## TASK TO COMPLETE:
Your task is to print all of the data word for word.

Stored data
══════════════════════════════
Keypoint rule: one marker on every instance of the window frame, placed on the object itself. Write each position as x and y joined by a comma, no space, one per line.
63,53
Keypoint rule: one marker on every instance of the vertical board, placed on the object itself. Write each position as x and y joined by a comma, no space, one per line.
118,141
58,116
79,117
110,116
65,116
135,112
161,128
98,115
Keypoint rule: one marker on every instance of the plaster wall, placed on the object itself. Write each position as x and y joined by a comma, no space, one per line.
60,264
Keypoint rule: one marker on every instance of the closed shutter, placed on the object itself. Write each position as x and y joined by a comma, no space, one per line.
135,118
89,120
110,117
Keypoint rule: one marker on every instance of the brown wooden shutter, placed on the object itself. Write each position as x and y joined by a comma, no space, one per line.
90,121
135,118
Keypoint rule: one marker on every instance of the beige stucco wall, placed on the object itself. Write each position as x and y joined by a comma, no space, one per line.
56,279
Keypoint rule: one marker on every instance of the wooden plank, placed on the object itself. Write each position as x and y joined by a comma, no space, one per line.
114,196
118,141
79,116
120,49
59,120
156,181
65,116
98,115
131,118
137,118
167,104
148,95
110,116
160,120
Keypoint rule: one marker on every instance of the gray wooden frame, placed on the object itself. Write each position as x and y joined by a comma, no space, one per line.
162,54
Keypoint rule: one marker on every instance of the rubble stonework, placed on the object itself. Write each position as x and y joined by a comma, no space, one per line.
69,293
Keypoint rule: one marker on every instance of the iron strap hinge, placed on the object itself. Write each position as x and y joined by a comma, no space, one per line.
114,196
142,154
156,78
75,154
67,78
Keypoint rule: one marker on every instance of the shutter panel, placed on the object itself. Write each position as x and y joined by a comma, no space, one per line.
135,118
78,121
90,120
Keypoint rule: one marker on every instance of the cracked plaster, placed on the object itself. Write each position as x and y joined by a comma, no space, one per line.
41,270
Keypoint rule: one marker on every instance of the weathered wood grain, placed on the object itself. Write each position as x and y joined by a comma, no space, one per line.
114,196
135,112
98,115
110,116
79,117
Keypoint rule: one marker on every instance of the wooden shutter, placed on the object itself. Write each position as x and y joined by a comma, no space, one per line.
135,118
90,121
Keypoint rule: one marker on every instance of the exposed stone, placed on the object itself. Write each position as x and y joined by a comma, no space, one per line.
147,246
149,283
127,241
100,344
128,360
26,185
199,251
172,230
══════════════════════════════
## EXERCISE RESPONSE:
Keypoint rule: one marker on every instance of the window frame, placed on the object itself. Write each position as x and y joined by a comma, no space, one per line.
63,53
Keypoint rule: one marker on every instance of the vertical board, placed on the object itself. Write each position as x and y joined by a comma, no space, one per line.
118,141
58,116
79,117
110,116
65,116
135,112
161,128
98,115
Keypoint rule: one marker on every instance of the plaster wall, placed on the object itself. Write each position as x and y joined by a comma, no space, one per line.
60,264
Keypoint rule: one marker on every instance of the closed shutter, placed on the object itself. Write each position as x and y joined by a comma, no space, one per line.
135,118
89,120
110,117
Keypoint rule: one marker on every instance of the brown wooden shutter, placed on the object itself. Write each position as x and y joined by a comma, no space, one per line.
90,121
135,118
Keypoint rule: one marker on every instance of the beige stucco wall, placed on the object itself. Write each position as x and y joined by a comma, no space, one per line.
56,279
Keypoint rule: one marker on every instance of the wooden plank, placed on the object itself. Write each position as x and y joined by a comma, no space, one per line.
114,196
118,141
79,116
120,49
59,120
156,181
65,116
98,115
131,118
137,118
167,104
148,95
110,116
160,120
Keypoint rule: one marker on every instance of the gray wooden frame, placed on the object itself. Write each position as x and y joined by a comma, no space, one per line.
162,54
Keypoint rule: one marker on every instance of the rubble stonework, placed on the object itself. Write each position as x and y joined by a comma, no space, one per line.
69,293
Keypoint rule: one marker on every instance of the iron strap hinge, placed on the object itself. Write each position as x and y joined by a comma, no space, one per line.
114,196
142,154
156,78
75,154
67,78
Keypoint rule: one marker on every instance of the shutter panel, placed on the object itself. Write each position as x and y joined by a comma, no space, one per line.
135,118
78,121
90,120
Keypoint rule: one marker on every instance of the cracked plaster, placed on the object itself. Write each position as x and y joined by a comma, no space, one per line.
41,270
Keypoint rule: one marker on every instance of the weathered wood grain, placed on the object itself. Write each position as x and y joined by a comma, no space, one per line.
114,196
135,112
98,115
110,116
79,117
Keypoint rule: one marker on every instance of the wooden shutter, placed on the object itself. Write each position as x and y joined by a comma, no space, one per line.
135,118
90,121
Keypoint rule: one marker on every instance of the exposed stone, placed on the object itself. Write each position as x and y joined by a comma, no space, one per line.
147,246
149,283
127,241
100,344
128,360
26,185
199,251
172,230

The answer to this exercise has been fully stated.